**SHORT TASK**. In the comment thread about the TNR article, which TNR writers does the commenter who describes a "like-hate relationship" with the magazine say they hate?
===== DOCUMENT
And so with this story. Its not implausible that cruel jokes were made. Its implausible that cruel jokes were made (this loud in this setting) with the target being another soldier or contractor in Iraq.
-This is likely nonsense. Perhaps a quiet joke between conspirators at a table, perhaps a joke between buddies, but jokes loud enough to insult the scarred woman, and loud enough for several people in the crowd to hear-simply silly.

Really, the article read like a liberal fantasy of cruel soldiers (the TNR readers can all tut-tut, and feel smug about their unwillingess to serve in the military). But barring really surprising evidence to the contrary, it seems likely to be nonsense.

Sk


I hope for TNR's sake that Foer's report on this is accurate, persuasive and true. I have a like-hate relationship with TNR: Hate Peretz, Kirchick and sometimes Zengerle, tend to like the rest.

The fun part is, the folks who are screaming blue murder at TNR's piece are the same folks who took Michael Yon's "Al Qaeda is baking teenage boys and serving them to their families" nonsense as Gospel.

"But it might be worth understanding that a lot of men, including probably many soldiers, do primarily consider women as a sexual goal, and that their success there has at least something to do with their attitude towards women and people generally."
==========
===== EXTRACTED INFORMATION
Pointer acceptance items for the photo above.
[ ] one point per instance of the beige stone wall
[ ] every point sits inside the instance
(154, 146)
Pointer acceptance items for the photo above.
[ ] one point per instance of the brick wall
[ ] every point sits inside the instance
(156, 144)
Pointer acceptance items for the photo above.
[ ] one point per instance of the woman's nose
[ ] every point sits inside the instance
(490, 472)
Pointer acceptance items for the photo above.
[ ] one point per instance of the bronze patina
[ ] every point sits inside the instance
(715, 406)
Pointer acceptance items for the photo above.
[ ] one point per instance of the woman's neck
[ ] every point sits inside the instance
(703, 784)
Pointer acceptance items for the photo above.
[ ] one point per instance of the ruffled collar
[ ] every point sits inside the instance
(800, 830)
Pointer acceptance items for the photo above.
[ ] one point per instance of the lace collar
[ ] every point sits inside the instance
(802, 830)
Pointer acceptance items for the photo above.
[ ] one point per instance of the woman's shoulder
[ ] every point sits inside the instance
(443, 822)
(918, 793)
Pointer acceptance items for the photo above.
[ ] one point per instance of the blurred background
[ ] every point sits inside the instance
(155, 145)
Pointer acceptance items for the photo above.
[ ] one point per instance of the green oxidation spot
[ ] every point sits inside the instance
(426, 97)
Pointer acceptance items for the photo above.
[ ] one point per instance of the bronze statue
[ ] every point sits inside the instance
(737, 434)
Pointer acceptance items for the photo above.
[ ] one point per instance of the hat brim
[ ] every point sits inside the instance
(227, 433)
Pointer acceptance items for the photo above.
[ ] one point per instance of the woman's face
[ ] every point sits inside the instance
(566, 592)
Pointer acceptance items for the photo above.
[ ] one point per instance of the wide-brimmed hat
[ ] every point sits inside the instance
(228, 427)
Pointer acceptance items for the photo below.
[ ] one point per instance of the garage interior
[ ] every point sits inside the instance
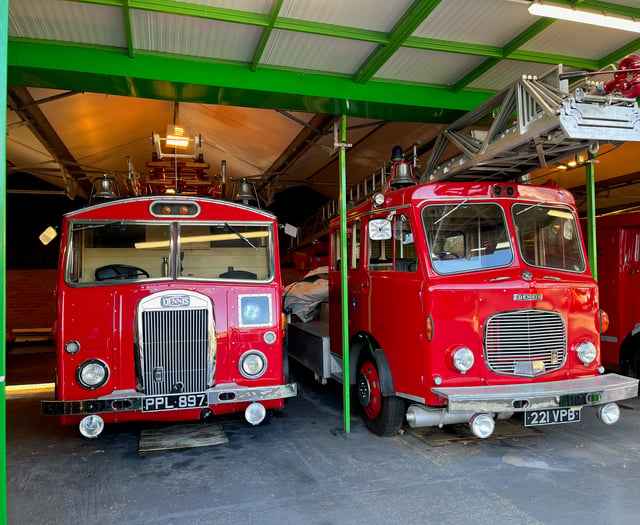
==========
**TASK OUTPUT**. Peretz and Kirchick, and sometimes Zengerle.